## Start

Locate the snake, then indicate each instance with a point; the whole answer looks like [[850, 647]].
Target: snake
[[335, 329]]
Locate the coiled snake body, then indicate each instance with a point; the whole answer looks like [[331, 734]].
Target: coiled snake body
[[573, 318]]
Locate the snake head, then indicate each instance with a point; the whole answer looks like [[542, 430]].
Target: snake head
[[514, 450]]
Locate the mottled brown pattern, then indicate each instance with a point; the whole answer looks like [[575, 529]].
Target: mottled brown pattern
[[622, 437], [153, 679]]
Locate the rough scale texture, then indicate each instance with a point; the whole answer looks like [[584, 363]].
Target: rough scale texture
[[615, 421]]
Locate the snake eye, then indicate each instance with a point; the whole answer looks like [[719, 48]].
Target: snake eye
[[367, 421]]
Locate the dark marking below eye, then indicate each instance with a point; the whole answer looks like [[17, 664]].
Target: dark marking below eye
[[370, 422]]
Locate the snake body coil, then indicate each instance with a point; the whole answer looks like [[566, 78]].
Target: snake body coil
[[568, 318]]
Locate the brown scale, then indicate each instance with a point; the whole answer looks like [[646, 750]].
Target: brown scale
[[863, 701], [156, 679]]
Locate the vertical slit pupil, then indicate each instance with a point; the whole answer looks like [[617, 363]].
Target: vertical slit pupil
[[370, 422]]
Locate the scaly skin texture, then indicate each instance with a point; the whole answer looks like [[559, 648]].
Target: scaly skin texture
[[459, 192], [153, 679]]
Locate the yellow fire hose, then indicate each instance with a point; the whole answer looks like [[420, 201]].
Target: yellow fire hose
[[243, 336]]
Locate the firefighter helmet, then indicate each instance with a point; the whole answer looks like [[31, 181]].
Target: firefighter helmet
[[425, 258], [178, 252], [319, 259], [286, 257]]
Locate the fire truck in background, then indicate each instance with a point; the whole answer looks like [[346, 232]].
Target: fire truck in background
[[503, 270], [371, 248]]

## End

Written request:
Rename "snake" to "serpent" everywhere in the records above, and write out all their lines again with nothing else changed.

Task response:
Locate the serpent, then indicate each instance with a point; the whole answer looks like [[850, 647]].
Target: serpent
[[335, 329]]
Locate the coiled serpent body, then indicate each instance with a point; the whole answer looks like [[331, 734]].
Target: coiled serpent body
[[573, 318]]
Locate the serpent head, then indicate each instance with a point; the whole answer looks like [[542, 430]].
Target: serpent head
[[514, 450]]
Locate the mottled brown pattern, then indicate each instance with a point; the whole answer looks like [[575, 529]].
Target: mottled brown pattern
[[622, 437], [153, 679]]
Locate the rough scale texture, then indicate each instance with a point; the whole answer looks like [[584, 363]].
Target: rough scale texture
[[615, 421]]
Locate the serpent eye, then indicate each instance with a point; the whole answer looks like [[719, 48]].
Target: serpent eye
[[367, 421]]
Locate the dark marking below eye, then indicate each instance with a point; the whole answer looks like [[17, 664]].
Target: dark marking below eye
[[370, 422]]
Locate the serpent body coil, then indicate each instance with a point; the whole answer looks like [[566, 78]].
Target: serpent body coil
[[568, 318]]
Locate the brown scale, then indicate each instance with a point; the whole answer looks like [[646, 750]].
Target: brown scale
[[863, 701], [156, 679]]
Locate the vertical slit pupil, then indicate each instance with a point; the whole answer looks like [[617, 363]].
Target: vertical slit pupil
[[370, 422]]
Locate the scaly skin texture, then indicate each instance with a point; the whole answer looks like [[559, 648]].
Target: scaly skin texture
[[459, 192], [153, 679]]
Locate the yellow fire hose, then indicate each instance with a point; the whole answer looks like [[420, 201]].
Target: yellow fire hose
[[243, 336]]
Locate the firefighter helmet, then indicate each instance with a point; the whole answer looks like [[31, 181]].
Target: firefighter helmet
[[425, 258], [178, 252], [319, 259], [286, 257]]
Locate the fire truck in background, then indicate each instance with a point; the whole answer looks like [[346, 232]].
Target: fire truck in background
[[503, 270], [371, 248]]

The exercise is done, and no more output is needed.